##### Given records
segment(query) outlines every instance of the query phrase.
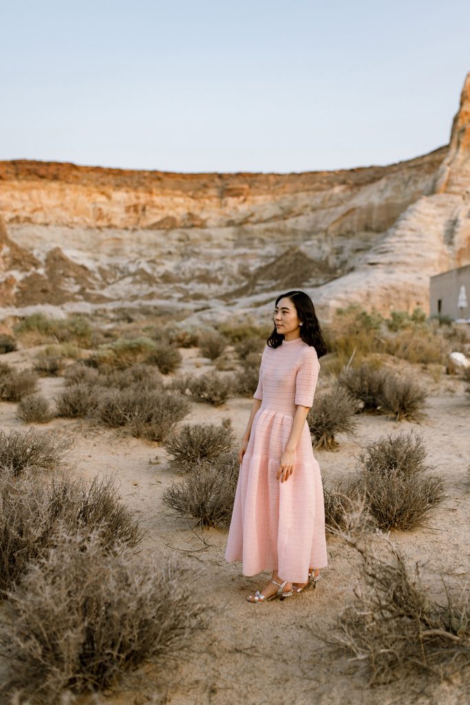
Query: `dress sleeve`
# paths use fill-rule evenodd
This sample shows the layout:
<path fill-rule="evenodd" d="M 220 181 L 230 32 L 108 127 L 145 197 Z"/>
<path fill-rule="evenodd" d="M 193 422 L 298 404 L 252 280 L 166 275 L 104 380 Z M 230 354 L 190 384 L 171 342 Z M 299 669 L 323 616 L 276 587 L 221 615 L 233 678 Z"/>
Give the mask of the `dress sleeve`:
<path fill-rule="evenodd" d="M 316 350 L 309 345 L 302 355 L 295 379 L 296 405 L 311 406 L 319 371 Z"/>
<path fill-rule="evenodd" d="M 258 378 L 258 386 L 256 387 L 256 391 L 253 395 L 254 399 L 263 399 L 263 379 L 262 379 L 262 370 L 263 370 L 263 358 L 264 357 L 264 353 L 261 355 L 261 362 L 259 365 L 259 376 Z"/>

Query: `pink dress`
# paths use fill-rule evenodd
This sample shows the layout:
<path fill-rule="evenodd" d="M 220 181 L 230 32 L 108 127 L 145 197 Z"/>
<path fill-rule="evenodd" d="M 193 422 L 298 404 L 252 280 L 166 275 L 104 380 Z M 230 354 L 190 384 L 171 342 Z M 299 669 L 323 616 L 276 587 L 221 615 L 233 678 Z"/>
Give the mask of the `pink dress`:
<path fill-rule="evenodd" d="M 243 561 L 244 575 L 277 570 L 283 580 L 306 582 L 309 567 L 327 565 L 320 467 L 305 422 L 294 473 L 276 479 L 296 404 L 311 406 L 320 369 L 315 348 L 301 338 L 266 346 L 256 412 L 240 465 L 225 560 Z"/>

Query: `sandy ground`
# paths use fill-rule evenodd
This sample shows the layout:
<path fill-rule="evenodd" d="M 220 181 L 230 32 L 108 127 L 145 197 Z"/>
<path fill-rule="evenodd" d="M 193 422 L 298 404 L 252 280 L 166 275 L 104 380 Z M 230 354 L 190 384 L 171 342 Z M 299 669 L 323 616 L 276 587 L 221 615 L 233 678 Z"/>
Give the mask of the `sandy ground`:
<path fill-rule="evenodd" d="M 5 362 L 24 367 L 34 350 L 2 356 Z M 183 350 L 184 372 L 211 369 L 196 350 Z M 400 363 L 401 364 L 401 363 Z M 407 366 L 403 364 L 403 367 Z M 419 370 L 415 366 L 414 374 Z M 468 584 L 470 565 L 470 400 L 464 383 L 445 375 L 435 381 L 421 370 L 420 381 L 430 391 L 427 415 L 421 423 L 397 423 L 383 417 L 359 419 L 352 438 L 340 436 L 336 453 L 316 451 L 326 482 L 351 472 L 361 444 L 386 432 L 414 429 L 423 434 L 430 464 L 445 478 L 447 499 L 428 526 L 410 533 L 394 532 L 392 539 L 410 564 L 419 561 L 424 582 L 433 596 L 443 594 L 440 576 L 456 587 Z M 61 379 L 44 378 L 43 391 L 53 398 Z M 322 386 L 321 373 L 319 389 Z M 215 409 L 192 403 L 186 419 L 220 422 L 229 417 L 237 438 L 242 434 L 251 401 L 234 399 Z M 25 428 L 16 417 L 16 405 L 0 404 L 0 427 Z M 238 564 L 225 562 L 227 533 L 192 530 L 161 502 L 162 492 L 178 476 L 166 462 L 164 448 L 132 438 L 126 431 L 108 430 L 83 421 L 54 419 L 38 428 L 70 438 L 70 472 L 91 479 L 112 476 L 119 482 L 123 499 L 147 530 L 143 553 L 162 559 L 176 556 L 197 571 L 194 589 L 207 605 L 209 627 L 192 642 L 187 659 L 169 664 L 162 671 L 158 689 L 80 699 L 106 705 L 150 702 L 168 705 L 398 705 L 416 703 L 464 705 L 470 689 L 463 676 L 451 682 L 416 677 L 374 689 L 354 663 L 340 656 L 326 642 L 340 610 L 353 597 L 360 579 L 354 551 L 338 539 L 328 540 L 329 565 L 316 590 L 283 603 L 249 604 L 246 594 L 265 582 L 265 575 L 246 577 Z M 199 534 L 199 536 L 198 536 Z M 468 678 L 468 673 L 467 673 Z"/>

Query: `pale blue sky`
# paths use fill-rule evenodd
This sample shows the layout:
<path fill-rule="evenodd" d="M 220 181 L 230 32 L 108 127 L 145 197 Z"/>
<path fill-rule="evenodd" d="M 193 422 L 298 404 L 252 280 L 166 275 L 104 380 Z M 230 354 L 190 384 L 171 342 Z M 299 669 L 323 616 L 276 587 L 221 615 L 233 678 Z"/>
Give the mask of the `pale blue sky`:
<path fill-rule="evenodd" d="M 0 159 L 172 171 L 386 164 L 448 142 L 469 0 L 15 0 Z"/>

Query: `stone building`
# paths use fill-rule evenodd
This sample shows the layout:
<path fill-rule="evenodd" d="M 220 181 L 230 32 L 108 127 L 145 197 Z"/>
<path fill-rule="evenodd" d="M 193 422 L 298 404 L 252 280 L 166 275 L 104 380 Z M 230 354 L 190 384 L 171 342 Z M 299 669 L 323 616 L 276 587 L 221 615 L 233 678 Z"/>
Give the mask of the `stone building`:
<path fill-rule="evenodd" d="M 431 277 L 429 313 L 470 319 L 470 264 Z"/>

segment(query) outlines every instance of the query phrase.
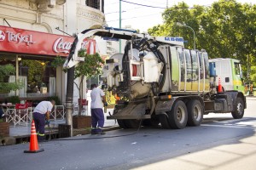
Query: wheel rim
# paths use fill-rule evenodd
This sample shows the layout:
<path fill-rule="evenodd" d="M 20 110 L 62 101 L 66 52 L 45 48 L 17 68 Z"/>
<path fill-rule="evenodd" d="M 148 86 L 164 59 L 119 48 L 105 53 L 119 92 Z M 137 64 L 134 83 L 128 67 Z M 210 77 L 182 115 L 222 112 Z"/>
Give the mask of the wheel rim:
<path fill-rule="evenodd" d="M 195 120 L 200 121 L 201 116 L 201 110 L 198 105 L 195 105 L 193 110 L 193 116 Z"/>
<path fill-rule="evenodd" d="M 177 119 L 180 123 L 185 120 L 185 110 L 183 107 L 178 107 L 177 110 Z"/>
<path fill-rule="evenodd" d="M 239 115 L 241 115 L 243 113 L 243 105 L 242 105 L 242 104 L 241 103 L 238 103 L 237 105 L 236 105 L 236 107 L 237 107 L 237 113 Z"/>

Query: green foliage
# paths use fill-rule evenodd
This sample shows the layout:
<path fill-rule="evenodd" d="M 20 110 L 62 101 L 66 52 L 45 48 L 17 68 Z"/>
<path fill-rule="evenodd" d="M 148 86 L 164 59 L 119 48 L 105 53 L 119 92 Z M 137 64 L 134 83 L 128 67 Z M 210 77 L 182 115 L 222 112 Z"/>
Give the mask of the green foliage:
<path fill-rule="evenodd" d="M 61 100 L 58 96 L 50 96 L 47 99 L 47 100 L 49 101 L 55 100 L 56 105 L 61 105 Z"/>
<path fill-rule="evenodd" d="M 0 65 L 0 92 L 9 93 L 11 90 L 18 90 L 23 87 L 23 83 L 20 82 L 8 82 L 5 81 L 6 78 L 14 74 L 15 74 L 15 67 L 13 65 Z"/>
<path fill-rule="evenodd" d="M 7 101 L 9 103 L 12 103 L 12 104 L 19 104 L 19 103 L 20 103 L 20 99 L 19 96 L 11 96 L 11 97 L 9 97 L 7 99 Z"/>
<path fill-rule="evenodd" d="M 164 23 L 148 30 L 150 35 L 182 37 L 188 41 L 187 48 L 193 48 L 195 32 L 197 49 L 206 49 L 210 58 L 233 58 L 241 61 L 243 72 L 247 65 L 256 63 L 256 5 L 218 0 L 211 6 L 184 3 L 169 8 L 162 14 Z"/>
<path fill-rule="evenodd" d="M 89 54 L 86 49 L 81 48 L 78 52 L 78 56 L 84 58 L 84 62 L 79 62 L 74 69 L 74 79 L 80 77 L 80 82 L 78 84 L 74 82 L 77 88 L 79 91 L 79 99 L 82 98 L 82 82 L 84 77 L 90 78 L 93 76 L 99 75 L 102 72 L 102 66 L 104 63 L 103 60 L 99 54 Z M 65 60 L 61 57 L 56 57 L 52 62 L 52 65 L 55 67 L 62 66 L 65 63 Z M 81 115 L 82 106 L 79 104 L 79 115 Z"/>

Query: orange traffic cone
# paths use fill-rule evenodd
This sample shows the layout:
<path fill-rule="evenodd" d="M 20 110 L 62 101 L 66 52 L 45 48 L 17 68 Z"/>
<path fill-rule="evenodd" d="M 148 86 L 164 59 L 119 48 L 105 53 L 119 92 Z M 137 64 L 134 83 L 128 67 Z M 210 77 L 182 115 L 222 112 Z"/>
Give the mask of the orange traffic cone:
##########
Job
Pull out every line above that contains the word "building", and copy each one in full.

Solution for this task
Query: `stone building`
Give the mask of the `stone building`:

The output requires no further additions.